(Region pointing data)
****************

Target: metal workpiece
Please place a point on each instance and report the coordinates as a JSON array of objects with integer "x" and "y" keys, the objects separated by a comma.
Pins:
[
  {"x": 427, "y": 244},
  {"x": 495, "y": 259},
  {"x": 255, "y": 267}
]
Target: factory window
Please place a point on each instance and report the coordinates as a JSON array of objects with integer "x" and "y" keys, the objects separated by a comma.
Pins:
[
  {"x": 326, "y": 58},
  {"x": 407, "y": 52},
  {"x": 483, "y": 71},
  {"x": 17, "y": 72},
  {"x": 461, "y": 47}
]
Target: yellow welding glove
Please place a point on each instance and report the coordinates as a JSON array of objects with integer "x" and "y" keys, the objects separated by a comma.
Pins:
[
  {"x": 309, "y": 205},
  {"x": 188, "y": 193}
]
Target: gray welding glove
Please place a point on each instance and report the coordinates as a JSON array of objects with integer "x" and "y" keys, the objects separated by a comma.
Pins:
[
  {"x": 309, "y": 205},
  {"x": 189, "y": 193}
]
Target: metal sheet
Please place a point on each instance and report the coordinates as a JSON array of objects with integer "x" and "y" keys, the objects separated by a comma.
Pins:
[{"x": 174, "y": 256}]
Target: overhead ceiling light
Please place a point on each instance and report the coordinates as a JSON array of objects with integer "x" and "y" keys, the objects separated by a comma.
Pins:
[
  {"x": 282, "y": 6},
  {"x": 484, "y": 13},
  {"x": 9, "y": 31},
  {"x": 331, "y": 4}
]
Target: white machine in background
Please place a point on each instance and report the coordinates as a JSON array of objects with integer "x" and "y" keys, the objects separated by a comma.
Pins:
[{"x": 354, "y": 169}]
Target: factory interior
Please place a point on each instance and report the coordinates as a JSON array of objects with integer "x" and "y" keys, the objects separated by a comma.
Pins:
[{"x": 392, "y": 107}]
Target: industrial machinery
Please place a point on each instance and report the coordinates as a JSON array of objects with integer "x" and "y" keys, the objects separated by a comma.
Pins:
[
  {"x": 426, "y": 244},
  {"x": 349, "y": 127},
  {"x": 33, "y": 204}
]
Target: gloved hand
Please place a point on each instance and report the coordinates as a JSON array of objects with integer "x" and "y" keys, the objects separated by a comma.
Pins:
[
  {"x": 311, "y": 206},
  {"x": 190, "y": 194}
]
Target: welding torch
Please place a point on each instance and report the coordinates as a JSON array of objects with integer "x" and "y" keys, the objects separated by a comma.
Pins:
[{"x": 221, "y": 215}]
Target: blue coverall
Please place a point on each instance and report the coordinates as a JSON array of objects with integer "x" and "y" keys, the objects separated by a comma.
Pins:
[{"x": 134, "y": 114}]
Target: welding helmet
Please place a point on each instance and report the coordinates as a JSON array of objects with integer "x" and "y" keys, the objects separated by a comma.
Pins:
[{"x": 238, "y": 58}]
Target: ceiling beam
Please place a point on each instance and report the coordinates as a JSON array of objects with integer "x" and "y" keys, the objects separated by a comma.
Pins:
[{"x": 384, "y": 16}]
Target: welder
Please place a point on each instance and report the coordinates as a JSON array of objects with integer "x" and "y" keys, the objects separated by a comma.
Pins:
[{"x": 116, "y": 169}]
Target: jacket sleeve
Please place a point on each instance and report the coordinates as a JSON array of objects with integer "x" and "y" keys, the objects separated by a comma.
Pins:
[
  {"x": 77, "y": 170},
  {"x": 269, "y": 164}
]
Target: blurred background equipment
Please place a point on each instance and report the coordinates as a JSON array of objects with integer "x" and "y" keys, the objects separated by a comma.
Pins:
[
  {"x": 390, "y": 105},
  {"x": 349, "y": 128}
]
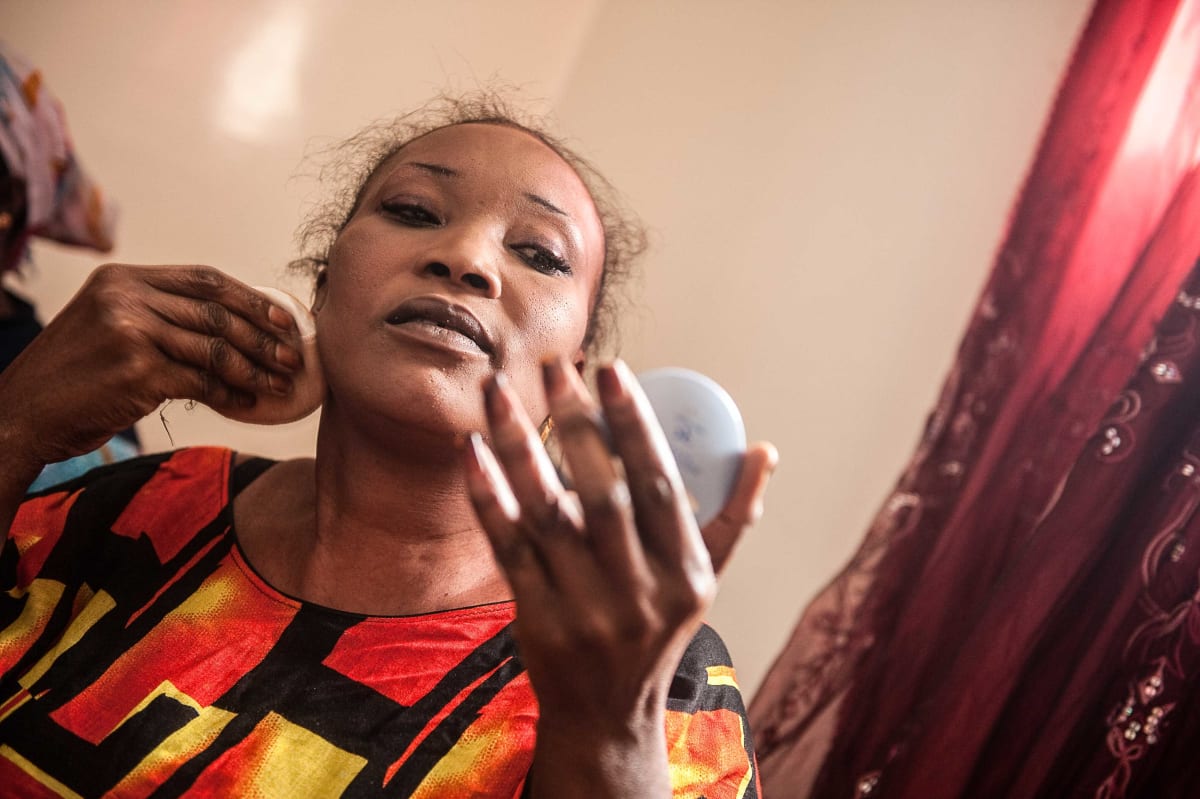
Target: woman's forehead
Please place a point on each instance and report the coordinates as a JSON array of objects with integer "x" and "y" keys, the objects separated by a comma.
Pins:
[
  {"x": 497, "y": 151},
  {"x": 497, "y": 157}
]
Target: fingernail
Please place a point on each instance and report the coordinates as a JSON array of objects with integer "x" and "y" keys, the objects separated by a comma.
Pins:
[
  {"x": 624, "y": 376},
  {"x": 493, "y": 396},
  {"x": 280, "y": 318},
  {"x": 553, "y": 378},
  {"x": 288, "y": 358},
  {"x": 609, "y": 383},
  {"x": 279, "y": 384},
  {"x": 474, "y": 444}
]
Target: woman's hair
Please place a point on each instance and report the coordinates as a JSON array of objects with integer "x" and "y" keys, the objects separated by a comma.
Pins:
[{"x": 355, "y": 161}]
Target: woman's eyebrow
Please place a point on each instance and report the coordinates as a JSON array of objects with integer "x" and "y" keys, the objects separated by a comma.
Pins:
[
  {"x": 436, "y": 168},
  {"x": 545, "y": 203}
]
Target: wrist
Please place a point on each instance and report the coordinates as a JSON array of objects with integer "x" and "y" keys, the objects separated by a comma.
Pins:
[
  {"x": 19, "y": 464},
  {"x": 577, "y": 757}
]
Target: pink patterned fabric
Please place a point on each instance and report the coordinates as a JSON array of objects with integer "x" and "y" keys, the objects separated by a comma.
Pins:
[
  {"x": 60, "y": 199},
  {"x": 1023, "y": 617}
]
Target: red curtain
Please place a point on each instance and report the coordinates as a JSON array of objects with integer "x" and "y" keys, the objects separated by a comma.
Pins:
[{"x": 1023, "y": 619}]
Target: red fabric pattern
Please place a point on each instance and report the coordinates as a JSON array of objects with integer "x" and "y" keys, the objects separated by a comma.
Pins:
[{"x": 991, "y": 631}]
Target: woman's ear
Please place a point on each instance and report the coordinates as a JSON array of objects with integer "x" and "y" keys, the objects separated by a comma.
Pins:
[{"x": 318, "y": 295}]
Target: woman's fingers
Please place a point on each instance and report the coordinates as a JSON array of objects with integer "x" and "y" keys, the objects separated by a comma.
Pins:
[
  {"x": 210, "y": 284},
  {"x": 665, "y": 518},
  {"x": 499, "y": 514},
  {"x": 744, "y": 506},
  {"x": 601, "y": 487},
  {"x": 547, "y": 517}
]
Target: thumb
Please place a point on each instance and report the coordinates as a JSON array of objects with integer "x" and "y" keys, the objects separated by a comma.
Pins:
[{"x": 744, "y": 505}]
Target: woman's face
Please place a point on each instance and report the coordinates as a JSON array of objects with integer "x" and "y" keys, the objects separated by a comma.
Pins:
[{"x": 475, "y": 248}]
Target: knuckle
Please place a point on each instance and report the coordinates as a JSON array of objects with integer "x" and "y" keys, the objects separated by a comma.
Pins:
[
  {"x": 612, "y": 503},
  {"x": 264, "y": 342},
  {"x": 657, "y": 490},
  {"x": 216, "y": 317},
  {"x": 217, "y": 354},
  {"x": 203, "y": 280},
  {"x": 580, "y": 422}
]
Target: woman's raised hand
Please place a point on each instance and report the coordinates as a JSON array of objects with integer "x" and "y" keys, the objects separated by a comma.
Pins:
[
  {"x": 132, "y": 337},
  {"x": 611, "y": 581}
]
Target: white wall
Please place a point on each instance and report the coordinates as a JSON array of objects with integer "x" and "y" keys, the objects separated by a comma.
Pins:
[{"x": 826, "y": 180}]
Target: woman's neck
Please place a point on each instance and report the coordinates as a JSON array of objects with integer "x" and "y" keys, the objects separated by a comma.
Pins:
[{"x": 367, "y": 529}]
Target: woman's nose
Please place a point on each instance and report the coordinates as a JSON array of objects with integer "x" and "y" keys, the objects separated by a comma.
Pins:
[{"x": 471, "y": 260}]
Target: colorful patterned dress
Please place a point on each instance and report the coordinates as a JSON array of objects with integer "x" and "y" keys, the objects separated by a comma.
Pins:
[{"x": 141, "y": 655}]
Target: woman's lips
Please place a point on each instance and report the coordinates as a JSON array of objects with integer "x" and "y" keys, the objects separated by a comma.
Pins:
[{"x": 436, "y": 319}]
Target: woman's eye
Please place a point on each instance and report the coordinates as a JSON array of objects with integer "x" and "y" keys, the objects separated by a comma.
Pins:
[
  {"x": 411, "y": 214},
  {"x": 543, "y": 259}
]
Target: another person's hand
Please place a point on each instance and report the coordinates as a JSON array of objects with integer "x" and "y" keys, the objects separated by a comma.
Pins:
[
  {"x": 611, "y": 581},
  {"x": 131, "y": 338}
]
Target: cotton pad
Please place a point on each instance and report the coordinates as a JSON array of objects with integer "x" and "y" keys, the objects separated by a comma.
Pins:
[
  {"x": 307, "y": 385},
  {"x": 705, "y": 432}
]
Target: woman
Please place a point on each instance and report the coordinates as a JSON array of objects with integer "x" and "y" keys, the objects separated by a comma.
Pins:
[{"x": 345, "y": 625}]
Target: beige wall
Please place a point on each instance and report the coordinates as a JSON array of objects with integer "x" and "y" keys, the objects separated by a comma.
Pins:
[{"x": 826, "y": 180}]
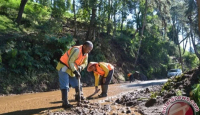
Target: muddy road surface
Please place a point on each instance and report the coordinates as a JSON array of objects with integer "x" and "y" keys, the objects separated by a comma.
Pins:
[{"x": 47, "y": 102}]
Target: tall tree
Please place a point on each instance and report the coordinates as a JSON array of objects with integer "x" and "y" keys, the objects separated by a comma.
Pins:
[
  {"x": 75, "y": 24},
  {"x": 21, "y": 10},
  {"x": 91, "y": 30},
  {"x": 141, "y": 36}
]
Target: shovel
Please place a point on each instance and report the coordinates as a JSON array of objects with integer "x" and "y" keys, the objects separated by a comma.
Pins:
[
  {"x": 90, "y": 96},
  {"x": 79, "y": 92}
]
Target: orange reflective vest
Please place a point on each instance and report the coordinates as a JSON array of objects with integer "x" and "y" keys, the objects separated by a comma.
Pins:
[
  {"x": 65, "y": 58},
  {"x": 100, "y": 71},
  {"x": 129, "y": 74}
]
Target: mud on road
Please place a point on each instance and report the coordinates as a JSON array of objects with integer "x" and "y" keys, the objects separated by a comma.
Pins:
[{"x": 50, "y": 102}]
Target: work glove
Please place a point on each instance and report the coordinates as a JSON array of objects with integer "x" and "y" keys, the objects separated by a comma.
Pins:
[
  {"x": 77, "y": 74},
  {"x": 104, "y": 80},
  {"x": 80, "y": 68}
]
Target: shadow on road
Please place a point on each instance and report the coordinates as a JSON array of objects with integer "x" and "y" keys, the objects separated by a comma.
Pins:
[
  {"x": 145, "y": 84},
  {"x": 30, "y": 111}
]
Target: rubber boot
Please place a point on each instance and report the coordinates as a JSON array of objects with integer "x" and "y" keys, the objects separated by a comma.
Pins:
[
  {"x": 100, "y": 95},
  {"x": 65, "y": 103},
  {"x": 76, "y": 95},
  {"x": 104, "y": 91}
]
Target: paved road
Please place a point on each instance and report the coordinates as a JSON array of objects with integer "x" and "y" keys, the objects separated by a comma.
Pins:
[{"x": 36, "y": 103}]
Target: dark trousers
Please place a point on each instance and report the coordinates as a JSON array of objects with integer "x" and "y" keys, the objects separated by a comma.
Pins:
[{"x": 108, "y": 78}]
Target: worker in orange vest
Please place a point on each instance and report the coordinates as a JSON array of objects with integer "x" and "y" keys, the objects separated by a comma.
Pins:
[
  {"x": 103, "y": 72},
  {"x": 69, "y": 67},
  {"x": 130, "y": 76}
]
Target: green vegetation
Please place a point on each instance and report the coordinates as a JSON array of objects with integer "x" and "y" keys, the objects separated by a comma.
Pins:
[{"x": 32, "y": 43}]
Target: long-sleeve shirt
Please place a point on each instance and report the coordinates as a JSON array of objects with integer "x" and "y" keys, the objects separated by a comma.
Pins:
[
  {"x": 71, "y": 61},
  {"x": 106, "y": 70}
]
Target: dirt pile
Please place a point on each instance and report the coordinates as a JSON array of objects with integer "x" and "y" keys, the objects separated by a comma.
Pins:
[
  {"x": 143, "y": 100},
  {"x": 109, "y": 107},
  {"x": 150, "y": 101}
]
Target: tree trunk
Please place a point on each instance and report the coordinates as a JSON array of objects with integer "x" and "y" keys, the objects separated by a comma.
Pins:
[
  {"x": 122, "y": 20},
  {"x": 141, "y": 37},
  {"x": 192, "y": 38},
  {"x": 114, "y": 22},
  {"x": 75, "y": 24},
  {"x": 108, "y": 25},
  {"x": 198, "y": 4},
  {"x": 180, "y": 55},
  {"x": 21, "y": 10},
  {"x": 92, "y": 26}
]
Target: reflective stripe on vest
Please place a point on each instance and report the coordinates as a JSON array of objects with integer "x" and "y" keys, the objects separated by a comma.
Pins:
[
  {"x": 66, "y": 57},
  {"x": 129, "y": 75},
  {"x": 99, "y": 70},
  {"x": 110, "y": 67}
]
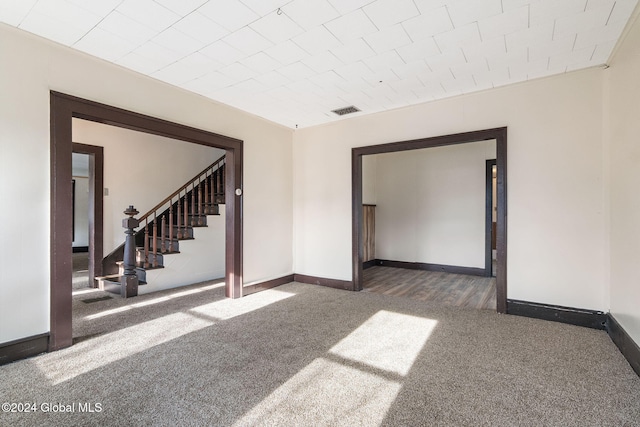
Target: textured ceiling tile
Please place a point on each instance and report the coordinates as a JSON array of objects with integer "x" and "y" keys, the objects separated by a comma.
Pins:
[
  {"x": 149, "y": 13},
  {"x": 236, "y": 15},
  {"x": 492, "y": 47},
  {"x": 466, "y": 36},
  {"x": 201, "y": 28},
  {"x": 425, "y": 48},
  {"x": 353, "y": 71},
  {"x": 602, "y": 52},
  {"x": 355, "y": 50},
  {"x": 446, "y": 60},
  {"x": 429, "y": 24},
  {"x": 505, "y": 23},
  {"x": 261, "y": 63},
  {"x": 222, "y": 52},
  {"x": 564, "y": 59},
  {"x": 286, "y": 53},
  {"x": 99, "y": 7},
  {"x": 558, "y": 46},
  {"x": 534, "y": 35},
  {"x": 178, "y": 42},
  {"x": 414, "y": 68},
  {"x": 262, "y": 7},
  {"x": 237, "y": 72},
  {"x": 346, "y": 6},
  {"x": 142, "y": 63},
  {"x": 52, "y": 28},
  {"x": 387, "y": 39},
  {"x": 182, "y": 7},
  {"x": 351, "y": 26},
  {"x": 322, "y": 62},
  {"x": 465, "y": 12},
  {"x": 310, "y": 13},
  {"x": 296, "y": 71},
  {"x": 604, "y": 34},
  {"x": 515, "y": 57},
  {"x": 584, "y": 21},
  {"x": 247, "y": 41},
  {"x": 427, "y": 6},
  {"x": 385, "y": 13},
  {"x": 276, "y": 28},
  {"x": 316, "y": 40},
  {"x": 125, "y": 27},
  {"x": 387, "y": 60},
  {"x": 327, "y": 79},
  {"x": 273, "y": 79},
  {"x": 516, "y": 4},
  {"x": 13, "y": 12},
  {"x": 622, "y": 10},
  {"x": 63, "y": 22},
  {"x": 105, "y": 45},
  {"x": 544, "y": 10},
  {"x": 185, "y": 70}
]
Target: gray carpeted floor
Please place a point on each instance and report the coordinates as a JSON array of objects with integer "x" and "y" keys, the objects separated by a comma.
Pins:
[
  {"x": 303, "y": 355},
  {"x": 80, "y": 265}
]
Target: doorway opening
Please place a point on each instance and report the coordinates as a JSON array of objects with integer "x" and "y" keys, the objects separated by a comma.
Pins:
[
  {"x": 88, "y": 163},
  {"x": 63, "y": 109},
  {"x": 497, "y": 134}
]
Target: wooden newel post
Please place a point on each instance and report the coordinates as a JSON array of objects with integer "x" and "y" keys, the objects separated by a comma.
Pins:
[{"x": 129, "y": 281}]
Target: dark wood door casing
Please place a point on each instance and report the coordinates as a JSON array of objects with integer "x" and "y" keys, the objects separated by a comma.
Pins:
[
  {"x": 499, "y": 134},
  {"x": 63, "y": 108}
]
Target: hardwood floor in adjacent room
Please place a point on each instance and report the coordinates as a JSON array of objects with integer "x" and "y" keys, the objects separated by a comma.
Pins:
[{"x": 442, "y": 288}]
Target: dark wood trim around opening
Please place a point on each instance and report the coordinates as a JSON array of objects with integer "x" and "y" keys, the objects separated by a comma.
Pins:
[
  {"x": 96, "y": 203},
  {"x": 499, "y": 134},
  {"x": 488, "y": 223},
  {"x": 453, "y": 269},
  {"x": 65, "y": 107},
  {"x": 269, "y": 284},
  {"x": 23, "y": 348},
  {"x": 321, "y": 281},
  {"x": 557, "y": 313}
]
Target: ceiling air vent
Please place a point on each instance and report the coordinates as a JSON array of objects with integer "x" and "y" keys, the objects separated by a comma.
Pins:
[{"x": 345, "y": 110}]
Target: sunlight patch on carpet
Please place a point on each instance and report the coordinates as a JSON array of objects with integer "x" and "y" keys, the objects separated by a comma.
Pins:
[
  {"x": 228, "y": 308},
  {"x": 153, "y": 301},
  {"x": 387, "y": 341},
  {"x": 326, "y": 393}
]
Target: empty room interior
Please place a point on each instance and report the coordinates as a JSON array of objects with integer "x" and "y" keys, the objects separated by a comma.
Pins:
[{"x": 320, "y": 212}]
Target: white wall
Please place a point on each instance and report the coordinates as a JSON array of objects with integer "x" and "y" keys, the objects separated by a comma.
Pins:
[
  {"x": 622, "y": 113},
  {"x": 140, "y": 169},
  {"x": 31, "y": 67},
  {"x": 556, "y": 228},
  {"x": 200, "y": 259},
  {"x": 431, "y": 204},
  {"x": 81, "y": 212}
]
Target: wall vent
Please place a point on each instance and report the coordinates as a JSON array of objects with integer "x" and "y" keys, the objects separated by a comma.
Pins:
[{"x": 345, "y": 110}]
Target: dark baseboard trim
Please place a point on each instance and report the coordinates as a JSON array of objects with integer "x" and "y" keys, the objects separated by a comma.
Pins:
[
  {"x": 263, "y": 286},
  {"x": 321, "y": 281},
  {"x": 556, "y": 313},
  {"x": 23, "y": 348},
  {"x": 369, "y": 264},
  {"x": 471, "y": 271},
  {"x": 624, "y": 342}
]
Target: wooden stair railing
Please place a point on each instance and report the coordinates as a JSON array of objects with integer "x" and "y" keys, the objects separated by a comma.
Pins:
[{"x": 173, "y": 218}]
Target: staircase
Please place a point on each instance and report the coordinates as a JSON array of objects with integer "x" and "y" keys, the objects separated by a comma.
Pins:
[{"x": 163, "y": 227}]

****************

### Task prompt
Search the data for the string "trim" and copy out every line where it is found.

### Expected answer
Target: dark wood trim around opening
Target: dark baseboard trim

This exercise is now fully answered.